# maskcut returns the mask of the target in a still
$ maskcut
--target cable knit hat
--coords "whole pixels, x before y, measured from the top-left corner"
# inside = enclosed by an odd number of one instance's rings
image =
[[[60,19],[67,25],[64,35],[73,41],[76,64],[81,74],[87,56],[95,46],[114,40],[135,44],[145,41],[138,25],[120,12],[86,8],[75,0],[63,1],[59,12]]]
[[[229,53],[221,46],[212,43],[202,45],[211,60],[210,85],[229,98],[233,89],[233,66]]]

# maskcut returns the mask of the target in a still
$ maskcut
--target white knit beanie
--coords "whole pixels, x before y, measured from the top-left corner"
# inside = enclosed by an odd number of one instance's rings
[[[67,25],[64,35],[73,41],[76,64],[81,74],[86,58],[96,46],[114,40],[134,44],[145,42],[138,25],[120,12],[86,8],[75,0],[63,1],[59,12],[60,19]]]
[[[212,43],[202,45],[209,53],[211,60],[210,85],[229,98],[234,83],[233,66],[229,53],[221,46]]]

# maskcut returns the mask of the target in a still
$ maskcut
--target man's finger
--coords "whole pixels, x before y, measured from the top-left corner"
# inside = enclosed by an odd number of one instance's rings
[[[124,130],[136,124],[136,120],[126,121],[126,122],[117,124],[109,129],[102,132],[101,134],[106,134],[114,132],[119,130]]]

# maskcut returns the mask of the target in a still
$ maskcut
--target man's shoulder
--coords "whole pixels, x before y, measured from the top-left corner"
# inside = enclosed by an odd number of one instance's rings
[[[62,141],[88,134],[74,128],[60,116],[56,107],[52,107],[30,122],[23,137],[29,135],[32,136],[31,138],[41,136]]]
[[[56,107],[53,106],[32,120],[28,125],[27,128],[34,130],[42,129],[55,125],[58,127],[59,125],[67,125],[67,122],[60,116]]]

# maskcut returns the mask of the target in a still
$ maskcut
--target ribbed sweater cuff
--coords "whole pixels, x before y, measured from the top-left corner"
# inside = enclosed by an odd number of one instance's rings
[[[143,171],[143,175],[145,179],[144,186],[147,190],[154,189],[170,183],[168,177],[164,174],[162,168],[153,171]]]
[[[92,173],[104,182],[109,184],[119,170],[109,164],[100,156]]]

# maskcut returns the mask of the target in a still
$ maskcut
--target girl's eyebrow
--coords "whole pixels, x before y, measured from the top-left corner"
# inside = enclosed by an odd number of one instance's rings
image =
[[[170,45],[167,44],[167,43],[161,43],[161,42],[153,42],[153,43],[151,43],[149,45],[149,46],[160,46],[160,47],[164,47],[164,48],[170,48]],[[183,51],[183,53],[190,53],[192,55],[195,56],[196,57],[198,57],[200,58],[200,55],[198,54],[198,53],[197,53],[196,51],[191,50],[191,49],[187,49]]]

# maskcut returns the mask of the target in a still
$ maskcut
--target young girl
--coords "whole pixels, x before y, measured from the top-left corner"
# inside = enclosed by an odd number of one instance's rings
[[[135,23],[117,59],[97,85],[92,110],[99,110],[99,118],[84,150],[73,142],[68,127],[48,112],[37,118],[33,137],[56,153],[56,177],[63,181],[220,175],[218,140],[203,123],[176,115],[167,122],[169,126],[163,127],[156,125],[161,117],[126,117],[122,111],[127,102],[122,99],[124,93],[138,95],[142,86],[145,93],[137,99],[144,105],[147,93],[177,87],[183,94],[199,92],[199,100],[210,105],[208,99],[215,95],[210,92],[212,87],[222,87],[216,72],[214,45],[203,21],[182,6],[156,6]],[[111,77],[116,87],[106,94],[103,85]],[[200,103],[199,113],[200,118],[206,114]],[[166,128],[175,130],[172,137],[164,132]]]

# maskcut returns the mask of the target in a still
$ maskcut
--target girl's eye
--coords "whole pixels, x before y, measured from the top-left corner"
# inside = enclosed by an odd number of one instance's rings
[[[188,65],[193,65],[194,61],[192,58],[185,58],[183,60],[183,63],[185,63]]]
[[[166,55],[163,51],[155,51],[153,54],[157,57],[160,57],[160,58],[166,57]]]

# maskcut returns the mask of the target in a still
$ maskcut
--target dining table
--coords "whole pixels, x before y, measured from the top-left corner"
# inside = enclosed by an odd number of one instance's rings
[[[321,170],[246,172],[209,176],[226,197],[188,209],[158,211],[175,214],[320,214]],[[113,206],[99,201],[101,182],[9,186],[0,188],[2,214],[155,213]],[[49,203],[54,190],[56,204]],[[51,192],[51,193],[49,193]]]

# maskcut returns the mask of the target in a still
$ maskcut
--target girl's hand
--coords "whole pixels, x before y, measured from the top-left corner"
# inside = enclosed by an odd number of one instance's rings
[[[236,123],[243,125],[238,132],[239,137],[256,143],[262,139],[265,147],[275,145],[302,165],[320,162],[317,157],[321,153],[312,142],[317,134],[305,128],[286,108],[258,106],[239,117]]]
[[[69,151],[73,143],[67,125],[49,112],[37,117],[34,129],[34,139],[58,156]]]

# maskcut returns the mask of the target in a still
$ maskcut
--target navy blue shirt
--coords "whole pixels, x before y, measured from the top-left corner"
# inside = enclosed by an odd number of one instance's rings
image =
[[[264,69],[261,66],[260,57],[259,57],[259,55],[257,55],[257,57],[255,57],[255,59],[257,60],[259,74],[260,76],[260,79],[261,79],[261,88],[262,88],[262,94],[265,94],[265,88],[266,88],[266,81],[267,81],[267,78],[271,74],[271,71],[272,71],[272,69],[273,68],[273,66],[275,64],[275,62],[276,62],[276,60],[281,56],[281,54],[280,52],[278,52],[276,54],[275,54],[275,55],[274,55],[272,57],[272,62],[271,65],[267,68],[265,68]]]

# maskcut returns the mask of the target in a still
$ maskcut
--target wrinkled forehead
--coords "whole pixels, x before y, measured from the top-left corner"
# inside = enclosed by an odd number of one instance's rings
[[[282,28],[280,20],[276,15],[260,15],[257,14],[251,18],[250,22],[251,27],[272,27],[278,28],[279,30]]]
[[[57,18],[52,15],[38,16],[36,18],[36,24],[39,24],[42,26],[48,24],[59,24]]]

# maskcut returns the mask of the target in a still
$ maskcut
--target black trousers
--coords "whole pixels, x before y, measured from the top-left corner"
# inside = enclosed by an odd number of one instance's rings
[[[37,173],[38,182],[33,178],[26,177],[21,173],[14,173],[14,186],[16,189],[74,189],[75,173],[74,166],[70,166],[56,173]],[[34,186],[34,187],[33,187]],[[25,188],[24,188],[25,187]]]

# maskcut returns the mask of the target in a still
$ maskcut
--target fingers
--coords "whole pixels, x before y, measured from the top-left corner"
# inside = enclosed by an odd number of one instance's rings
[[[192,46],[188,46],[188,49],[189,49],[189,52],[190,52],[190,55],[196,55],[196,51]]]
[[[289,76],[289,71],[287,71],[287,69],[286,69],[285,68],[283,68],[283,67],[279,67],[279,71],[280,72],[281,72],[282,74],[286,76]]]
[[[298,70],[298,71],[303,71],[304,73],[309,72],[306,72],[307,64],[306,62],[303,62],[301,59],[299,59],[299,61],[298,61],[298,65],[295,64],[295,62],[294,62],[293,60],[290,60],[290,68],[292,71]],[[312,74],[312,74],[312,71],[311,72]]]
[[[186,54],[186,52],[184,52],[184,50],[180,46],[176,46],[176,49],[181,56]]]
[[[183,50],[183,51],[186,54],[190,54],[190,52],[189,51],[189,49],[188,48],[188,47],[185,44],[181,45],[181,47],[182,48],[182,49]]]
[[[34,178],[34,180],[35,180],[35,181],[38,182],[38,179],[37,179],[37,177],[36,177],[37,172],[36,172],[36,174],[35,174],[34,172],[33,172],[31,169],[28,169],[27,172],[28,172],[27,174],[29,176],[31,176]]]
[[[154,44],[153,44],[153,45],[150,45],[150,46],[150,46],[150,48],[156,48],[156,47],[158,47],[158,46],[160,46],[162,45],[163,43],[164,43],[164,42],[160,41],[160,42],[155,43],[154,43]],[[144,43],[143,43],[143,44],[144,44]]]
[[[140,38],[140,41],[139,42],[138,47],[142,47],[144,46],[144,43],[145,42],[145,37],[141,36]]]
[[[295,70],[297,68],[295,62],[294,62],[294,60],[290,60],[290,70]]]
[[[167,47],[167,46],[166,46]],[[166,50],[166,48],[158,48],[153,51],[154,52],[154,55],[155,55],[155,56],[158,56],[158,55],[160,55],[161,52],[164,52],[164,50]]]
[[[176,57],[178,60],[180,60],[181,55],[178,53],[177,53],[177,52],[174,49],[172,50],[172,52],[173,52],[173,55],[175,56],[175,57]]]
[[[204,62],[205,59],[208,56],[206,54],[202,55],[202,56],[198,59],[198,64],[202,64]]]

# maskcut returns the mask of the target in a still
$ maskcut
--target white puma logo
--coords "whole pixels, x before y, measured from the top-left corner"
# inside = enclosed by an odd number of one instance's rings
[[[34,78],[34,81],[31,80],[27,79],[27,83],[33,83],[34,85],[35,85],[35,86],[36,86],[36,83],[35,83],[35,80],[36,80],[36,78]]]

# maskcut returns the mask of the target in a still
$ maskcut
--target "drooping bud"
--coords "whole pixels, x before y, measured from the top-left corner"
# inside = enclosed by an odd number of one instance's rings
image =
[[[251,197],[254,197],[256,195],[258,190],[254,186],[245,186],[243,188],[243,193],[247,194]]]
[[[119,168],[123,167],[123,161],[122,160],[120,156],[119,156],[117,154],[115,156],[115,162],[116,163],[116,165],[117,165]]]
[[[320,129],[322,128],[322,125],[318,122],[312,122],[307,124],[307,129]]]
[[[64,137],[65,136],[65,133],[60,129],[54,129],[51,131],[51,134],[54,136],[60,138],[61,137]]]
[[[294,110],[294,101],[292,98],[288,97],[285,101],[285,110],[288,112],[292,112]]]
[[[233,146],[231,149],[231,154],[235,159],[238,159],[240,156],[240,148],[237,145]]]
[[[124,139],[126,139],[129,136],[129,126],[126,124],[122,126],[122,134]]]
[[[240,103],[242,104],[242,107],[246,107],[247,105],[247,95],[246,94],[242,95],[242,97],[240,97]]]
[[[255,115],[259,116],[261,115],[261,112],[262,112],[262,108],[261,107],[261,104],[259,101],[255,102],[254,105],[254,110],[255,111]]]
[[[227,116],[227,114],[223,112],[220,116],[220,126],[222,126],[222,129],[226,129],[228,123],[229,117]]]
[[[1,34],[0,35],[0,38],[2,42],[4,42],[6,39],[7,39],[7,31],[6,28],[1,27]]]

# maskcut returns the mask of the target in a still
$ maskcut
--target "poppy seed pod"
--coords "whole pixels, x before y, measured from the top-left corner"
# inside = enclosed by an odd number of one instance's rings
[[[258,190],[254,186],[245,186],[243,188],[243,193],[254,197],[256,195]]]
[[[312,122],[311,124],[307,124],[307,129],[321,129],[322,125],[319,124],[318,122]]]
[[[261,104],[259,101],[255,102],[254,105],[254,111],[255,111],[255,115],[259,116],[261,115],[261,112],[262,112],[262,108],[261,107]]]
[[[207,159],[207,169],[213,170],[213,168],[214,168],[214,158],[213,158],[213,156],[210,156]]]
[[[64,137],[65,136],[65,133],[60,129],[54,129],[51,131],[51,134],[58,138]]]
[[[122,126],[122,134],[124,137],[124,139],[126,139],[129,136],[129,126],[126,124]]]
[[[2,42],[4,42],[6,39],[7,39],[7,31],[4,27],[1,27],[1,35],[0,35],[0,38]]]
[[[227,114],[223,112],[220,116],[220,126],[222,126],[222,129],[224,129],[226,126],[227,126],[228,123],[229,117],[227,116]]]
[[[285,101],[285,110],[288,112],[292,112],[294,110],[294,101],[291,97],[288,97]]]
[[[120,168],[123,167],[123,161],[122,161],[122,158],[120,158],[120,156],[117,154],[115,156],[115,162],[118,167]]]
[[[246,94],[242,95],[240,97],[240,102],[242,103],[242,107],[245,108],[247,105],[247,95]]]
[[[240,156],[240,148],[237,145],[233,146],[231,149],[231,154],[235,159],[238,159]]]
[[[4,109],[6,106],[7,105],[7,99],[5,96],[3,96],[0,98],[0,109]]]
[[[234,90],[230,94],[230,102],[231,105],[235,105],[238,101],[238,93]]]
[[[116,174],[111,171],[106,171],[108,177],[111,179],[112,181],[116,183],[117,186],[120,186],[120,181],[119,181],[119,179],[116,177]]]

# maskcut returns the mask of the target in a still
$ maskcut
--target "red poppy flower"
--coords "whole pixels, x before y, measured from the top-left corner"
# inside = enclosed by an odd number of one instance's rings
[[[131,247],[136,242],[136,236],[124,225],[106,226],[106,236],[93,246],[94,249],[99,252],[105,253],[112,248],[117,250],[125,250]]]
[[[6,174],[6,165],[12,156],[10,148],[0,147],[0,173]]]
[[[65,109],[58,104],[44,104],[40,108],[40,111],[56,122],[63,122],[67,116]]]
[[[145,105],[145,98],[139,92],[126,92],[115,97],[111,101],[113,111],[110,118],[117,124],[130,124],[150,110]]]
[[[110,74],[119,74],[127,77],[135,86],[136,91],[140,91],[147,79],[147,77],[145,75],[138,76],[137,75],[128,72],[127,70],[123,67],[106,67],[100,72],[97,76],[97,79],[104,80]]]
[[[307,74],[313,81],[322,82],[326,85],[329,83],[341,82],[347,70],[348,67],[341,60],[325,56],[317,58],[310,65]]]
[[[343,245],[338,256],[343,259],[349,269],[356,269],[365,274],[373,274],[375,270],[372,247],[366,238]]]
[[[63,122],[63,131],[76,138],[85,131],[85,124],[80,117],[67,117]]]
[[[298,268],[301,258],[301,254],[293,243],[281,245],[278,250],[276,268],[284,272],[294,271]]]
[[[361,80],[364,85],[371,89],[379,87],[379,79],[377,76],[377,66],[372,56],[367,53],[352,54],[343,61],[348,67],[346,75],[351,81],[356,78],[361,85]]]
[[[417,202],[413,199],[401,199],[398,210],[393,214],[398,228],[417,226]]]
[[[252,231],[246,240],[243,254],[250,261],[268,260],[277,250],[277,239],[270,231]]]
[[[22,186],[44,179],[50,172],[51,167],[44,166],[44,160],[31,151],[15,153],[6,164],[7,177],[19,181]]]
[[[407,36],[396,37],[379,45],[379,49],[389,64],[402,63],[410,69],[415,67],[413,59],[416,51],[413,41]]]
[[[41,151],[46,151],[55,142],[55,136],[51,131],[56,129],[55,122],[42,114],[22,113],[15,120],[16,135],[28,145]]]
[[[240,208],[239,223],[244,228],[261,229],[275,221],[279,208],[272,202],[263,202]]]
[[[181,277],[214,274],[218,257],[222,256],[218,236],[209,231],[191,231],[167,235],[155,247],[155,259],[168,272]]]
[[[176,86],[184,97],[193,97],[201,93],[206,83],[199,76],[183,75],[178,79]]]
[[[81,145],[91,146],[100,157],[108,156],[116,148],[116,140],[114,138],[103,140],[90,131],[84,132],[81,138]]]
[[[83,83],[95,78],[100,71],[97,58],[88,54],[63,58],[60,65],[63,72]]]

· · · · · · ·

## Written instruction
Please pick out every line in the rows above that contains the string "white", matching case exactly.

## The output
--target white knit beanie
--target white puma logo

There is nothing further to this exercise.